TEXTO
=====
A partir de ese momento, entraron en juego los medios comunicación: cuando la huelga se alargó en el tiempo y quedó claro que los docentes iban a mantener sus movilizaciones y no estaban dispuestos a dejarse guiar por organizaciones afines al gobierno se inició una campaña de los diarios de información nacional (algunos editoriales del diario El País son antológicos) pretendiendo desautorizar y desprestigiar a las profesoras y profesores ante la sociedad.
Finalmente, tras más de un año de movilizaciones, convocatorias de huelgas intermitentes y una huelga indefinida convocada por la Coordinadora, el Ministerio comenzó las negociaciones a finales de la primavera de 1988, y en otoño se firmó un nuevo acuerdo retributivo con un importante aumento salarial y un proceso de homologación paulatino (que incluía los sexenios), un nuevo sistema de acceso a la función pública para interinos, un aumento en la inversión de la educación pública destinada a los centros (que impidió que durante un tiempo se incrementaran los fondos a la escuela concertada y así se ralentizó su extensión), el acuerdo sobre la jubilación anticipada a los 60 años, un nuevo concurso de traslados, y la regulación del sistema de acceso de maestros a profesores de secundaria.
=====
EXTRACTOS DE DATOS
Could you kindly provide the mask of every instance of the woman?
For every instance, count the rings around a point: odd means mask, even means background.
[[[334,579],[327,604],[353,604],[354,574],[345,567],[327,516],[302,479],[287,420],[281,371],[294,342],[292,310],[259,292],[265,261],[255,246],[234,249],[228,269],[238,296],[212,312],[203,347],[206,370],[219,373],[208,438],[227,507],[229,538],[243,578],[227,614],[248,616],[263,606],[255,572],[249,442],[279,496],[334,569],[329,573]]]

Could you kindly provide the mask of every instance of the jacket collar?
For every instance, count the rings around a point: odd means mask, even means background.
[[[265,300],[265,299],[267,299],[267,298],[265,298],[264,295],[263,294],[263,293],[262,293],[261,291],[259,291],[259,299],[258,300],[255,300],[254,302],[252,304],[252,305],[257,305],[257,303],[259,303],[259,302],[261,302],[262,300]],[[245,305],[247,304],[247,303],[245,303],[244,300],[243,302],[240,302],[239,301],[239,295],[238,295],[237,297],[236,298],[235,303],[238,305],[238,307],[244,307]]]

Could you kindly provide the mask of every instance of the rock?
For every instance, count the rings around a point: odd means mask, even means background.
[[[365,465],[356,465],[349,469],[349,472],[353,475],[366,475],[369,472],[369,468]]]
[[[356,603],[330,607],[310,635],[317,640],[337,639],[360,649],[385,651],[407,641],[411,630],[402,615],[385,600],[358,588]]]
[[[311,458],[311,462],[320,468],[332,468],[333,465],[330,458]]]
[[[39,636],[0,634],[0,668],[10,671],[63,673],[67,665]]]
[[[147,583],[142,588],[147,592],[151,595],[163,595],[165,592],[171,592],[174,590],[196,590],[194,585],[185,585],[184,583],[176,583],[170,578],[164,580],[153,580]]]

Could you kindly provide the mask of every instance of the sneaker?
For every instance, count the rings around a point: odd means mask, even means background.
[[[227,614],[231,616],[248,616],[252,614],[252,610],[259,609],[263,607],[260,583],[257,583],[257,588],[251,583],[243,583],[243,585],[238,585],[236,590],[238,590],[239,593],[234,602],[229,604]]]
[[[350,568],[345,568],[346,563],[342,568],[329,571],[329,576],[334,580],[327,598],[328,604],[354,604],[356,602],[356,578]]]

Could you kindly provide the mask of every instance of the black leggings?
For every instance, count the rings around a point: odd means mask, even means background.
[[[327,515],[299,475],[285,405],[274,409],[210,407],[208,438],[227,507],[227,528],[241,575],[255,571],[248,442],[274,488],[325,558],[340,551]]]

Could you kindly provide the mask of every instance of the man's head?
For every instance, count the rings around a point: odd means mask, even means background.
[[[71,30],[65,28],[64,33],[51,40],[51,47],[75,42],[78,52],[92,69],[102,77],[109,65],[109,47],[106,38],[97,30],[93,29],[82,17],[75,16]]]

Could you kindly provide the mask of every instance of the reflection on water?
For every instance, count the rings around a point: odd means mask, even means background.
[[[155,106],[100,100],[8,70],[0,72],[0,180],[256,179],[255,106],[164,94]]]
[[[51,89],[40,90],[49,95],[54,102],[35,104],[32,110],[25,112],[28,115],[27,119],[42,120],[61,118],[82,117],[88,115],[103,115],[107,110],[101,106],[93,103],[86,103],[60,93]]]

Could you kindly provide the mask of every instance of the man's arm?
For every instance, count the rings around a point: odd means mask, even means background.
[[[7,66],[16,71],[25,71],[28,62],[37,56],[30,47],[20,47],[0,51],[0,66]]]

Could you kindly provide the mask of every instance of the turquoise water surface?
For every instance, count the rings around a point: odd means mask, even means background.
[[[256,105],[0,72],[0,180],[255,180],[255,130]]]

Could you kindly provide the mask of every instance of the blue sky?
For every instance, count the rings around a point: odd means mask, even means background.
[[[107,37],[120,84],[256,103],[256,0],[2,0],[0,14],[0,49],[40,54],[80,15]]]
=====
TAREA SOLICITADA A
Reproduce el fragmento del texto sobre la huelga docente que empieza con las palabras que contienen "Finalmente, tras más" y acaba con "profesores de secundaria.", cambiando "Ministerio" por "Gobierno".
TAREA SOLICITADA B
Prolonga el texto sobre la huelga de los docentes a partir del punto en que se detiene.
El listado no guarda ninguna relación con el texto.

RESPUESTA ESCRITA A
Finalmente, tras más de un año de movilizaciones, convocatorias de huelgas intermitentes y una huelga indefinida convocada por la Coordinadora, el Gobierno comenzó las negociaciones a finales de la primavera de 1988, y en otoño se firmó un nuevo acuerdo retributivo con un importante aumento salarial y un proceso de homologación paulatino (que incluía los sexenios), un nuevo sistema de acceso a la función pública para interinos, un aumento en la inversión de la educación pública destinada a los centros (que impidió que durante un tiempo se incrementaran los fondos a la escuela concertada y así se ralentizó su extensión), el acuerdo sobre la jubilación anticipada a los 60 años, un nuevo concurso de traslados, y la regulación del sistema de acceso de maestros a profesores de secundaria.

RESPUESTA ESCRITA B
Y así, después de casi dos años de movilizaciones conjuntas de estudiantes, madres y padres, profesoras y profesores, además de importantes mejoras en las condiciones laborales y salariales de las trabajadoras y trabajadores de la enseñanza se consiguió paralizar una ley en la que ya se vislumbraba el camino hacia la mercantilización de la educación que tan actual nos parece hoy; una ley redactada en un lenguaje falsamente pedagógico y buenista de raíces cristianas, y diseñada por los hijos de las élites ilustradas del franquismo con criterios de fondo economicista como el abaratamiento de costes y la eficiencia, y que esgrimía la bandera de la calidad como mecanismo para la desigualdad. Una ley que llevaba aparejada la paulatina profesionalización del cuerpo de directores, y el reforzamiento de un nuevo cuerpo de inspección (cuerpo que fue suprimido en estos años, y que no sería de nuevo creado hasta la LOPEG de 1995) como medida más eficaz contra la democratización de los centros educativos y la participación asamblearia de toda la comunidad educativa en la toma de decisiones.
A partir de entonces,y tras ese intermedio de varios años ganados al Poder con la protesta y la lucha de 1987 y 1988, de nuevo, una maraña de leyes, órdenes y circulares han ido restringiendo la autonomía de los centros, y buscando convertir la labor docente en un laberinto burocrático sin fin con el propósito claro y directo de acabar con la energía y el placer de educar, enseñar, aprender.